### What you have to do
For each statement below, say yes or no to whether the deer garden thread agrees, and quote the words from the thread that decide it. (a) One poster has owned a motion detecting sprinkler that lasted more than two years. (b) Deer ate the growth tips and leaves off a poster's zucchini plants. (c) The deer in one poster's garden are afraid of the dog.

### Document excerpt
# Make Your Vegetable Garden Deer Resistant



## ellellbee (7 mo ago)

I found motion detecting sprinklers work well but I have not owned one yet that lasted more than 2 years. I store them inside for the winter with the batteries removed but they still don't last. Far too expensive to be a solution.
I had to laugh when summer squash was listed as a deterrent. That was the new and popular food trend for deer in my area last year. All the gardeners were complaining about losing their squash. They had never touched it before but ate the growth tips & leaves off of my zucchini plants. I was lucky that my other squash survived. We are going to have to go the fence route.


----------



## 01-7700 (Dec 29, 2021)

The deer in my garden are fearless. I can walk right up to them within 20 feet before they scram. They are also not afraid of my dog. Somehow they realized that the dog can only run to the garden and then she's done for the day. She's getting old but loves the short chase.


----------



## ellellbee (7 mo ago)

I spent a couple of years trying to get my dog's prey drive under control. It was very strong and we even thought about having to rehome him at one point. We won the struggle and he is very good now but if I let him, he would chase the deer. Trouble is, when would he stop and how do I get him back. I also don't want to encourage that after all the work to get his drive under control. He attacked 4 different animals in our neighbourhood when we got him. Luckily he never bit so we knew he was trainable.


----------

Coordinate annotation entries:
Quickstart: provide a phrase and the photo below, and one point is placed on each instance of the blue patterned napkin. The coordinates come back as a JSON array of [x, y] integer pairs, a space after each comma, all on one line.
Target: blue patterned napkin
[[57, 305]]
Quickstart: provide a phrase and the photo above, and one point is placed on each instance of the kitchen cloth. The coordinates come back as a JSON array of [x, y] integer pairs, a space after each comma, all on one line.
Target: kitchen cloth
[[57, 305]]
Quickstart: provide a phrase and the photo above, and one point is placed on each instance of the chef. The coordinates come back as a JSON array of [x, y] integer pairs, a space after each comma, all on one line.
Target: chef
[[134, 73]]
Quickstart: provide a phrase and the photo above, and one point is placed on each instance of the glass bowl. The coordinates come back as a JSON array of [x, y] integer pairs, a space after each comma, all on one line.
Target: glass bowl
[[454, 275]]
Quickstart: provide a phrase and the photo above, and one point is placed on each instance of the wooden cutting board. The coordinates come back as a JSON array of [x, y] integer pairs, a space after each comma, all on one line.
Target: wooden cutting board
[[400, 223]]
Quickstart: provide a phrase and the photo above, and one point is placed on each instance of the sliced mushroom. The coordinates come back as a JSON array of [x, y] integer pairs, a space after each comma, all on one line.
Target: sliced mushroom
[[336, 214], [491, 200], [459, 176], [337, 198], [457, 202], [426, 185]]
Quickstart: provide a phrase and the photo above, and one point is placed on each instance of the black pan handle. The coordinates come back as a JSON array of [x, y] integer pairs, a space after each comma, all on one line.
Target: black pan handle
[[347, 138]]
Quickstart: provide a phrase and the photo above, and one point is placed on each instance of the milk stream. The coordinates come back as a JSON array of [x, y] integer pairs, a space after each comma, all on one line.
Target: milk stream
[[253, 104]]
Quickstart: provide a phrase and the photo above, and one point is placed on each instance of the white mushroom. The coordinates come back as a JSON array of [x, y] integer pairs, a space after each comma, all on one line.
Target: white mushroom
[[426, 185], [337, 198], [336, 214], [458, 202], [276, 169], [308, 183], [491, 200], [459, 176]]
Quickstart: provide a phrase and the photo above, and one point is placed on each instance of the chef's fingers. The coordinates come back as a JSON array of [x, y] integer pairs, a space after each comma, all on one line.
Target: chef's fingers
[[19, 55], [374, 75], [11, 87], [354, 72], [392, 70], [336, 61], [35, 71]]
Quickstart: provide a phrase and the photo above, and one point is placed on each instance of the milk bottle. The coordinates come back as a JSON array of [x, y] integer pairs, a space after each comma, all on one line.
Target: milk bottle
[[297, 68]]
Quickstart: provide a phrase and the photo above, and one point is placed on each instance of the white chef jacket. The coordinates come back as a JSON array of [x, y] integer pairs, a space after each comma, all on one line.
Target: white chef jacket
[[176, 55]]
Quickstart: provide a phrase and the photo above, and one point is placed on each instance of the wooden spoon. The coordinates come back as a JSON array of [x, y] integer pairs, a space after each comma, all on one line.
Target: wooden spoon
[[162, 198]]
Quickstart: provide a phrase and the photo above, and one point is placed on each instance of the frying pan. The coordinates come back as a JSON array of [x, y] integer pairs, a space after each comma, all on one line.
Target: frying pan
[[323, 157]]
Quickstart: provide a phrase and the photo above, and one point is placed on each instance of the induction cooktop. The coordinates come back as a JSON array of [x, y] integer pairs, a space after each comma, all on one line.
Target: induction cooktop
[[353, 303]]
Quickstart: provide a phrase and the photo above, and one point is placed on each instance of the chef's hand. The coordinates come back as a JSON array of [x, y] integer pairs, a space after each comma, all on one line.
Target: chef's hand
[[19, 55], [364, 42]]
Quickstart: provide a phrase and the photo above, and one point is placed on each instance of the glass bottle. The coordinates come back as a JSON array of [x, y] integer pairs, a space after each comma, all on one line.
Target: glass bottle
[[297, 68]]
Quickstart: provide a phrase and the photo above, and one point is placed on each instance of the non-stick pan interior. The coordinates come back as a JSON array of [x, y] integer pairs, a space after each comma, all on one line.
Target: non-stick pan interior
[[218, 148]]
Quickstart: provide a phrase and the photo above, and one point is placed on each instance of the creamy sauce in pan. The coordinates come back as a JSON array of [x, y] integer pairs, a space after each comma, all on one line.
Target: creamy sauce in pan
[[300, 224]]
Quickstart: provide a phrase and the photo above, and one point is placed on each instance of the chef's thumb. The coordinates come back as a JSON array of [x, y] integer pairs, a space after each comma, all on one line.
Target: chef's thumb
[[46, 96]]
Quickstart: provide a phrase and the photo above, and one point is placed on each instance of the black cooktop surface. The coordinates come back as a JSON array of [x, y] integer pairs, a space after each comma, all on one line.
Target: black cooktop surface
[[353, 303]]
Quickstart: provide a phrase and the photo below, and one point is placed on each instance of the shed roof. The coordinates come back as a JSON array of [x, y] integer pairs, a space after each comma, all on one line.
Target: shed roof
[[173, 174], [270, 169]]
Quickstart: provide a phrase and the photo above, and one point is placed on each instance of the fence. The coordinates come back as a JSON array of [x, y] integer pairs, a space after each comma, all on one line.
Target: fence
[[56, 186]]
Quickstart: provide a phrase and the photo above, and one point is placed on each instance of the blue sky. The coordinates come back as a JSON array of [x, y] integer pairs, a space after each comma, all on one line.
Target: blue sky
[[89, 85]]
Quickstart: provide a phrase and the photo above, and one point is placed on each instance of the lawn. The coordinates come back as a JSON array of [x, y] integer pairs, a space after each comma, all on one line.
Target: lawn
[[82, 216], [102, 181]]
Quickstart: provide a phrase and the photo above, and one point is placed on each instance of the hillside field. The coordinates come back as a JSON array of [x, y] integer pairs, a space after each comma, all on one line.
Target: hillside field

### Answer for this exercise
(a) No: "I have not owned one yet that lasted more than 2 years."
(b) Yes: "ate the growth tips & leaves off of my zucchini plants."
(c) No: "They are also not afraid of my dog."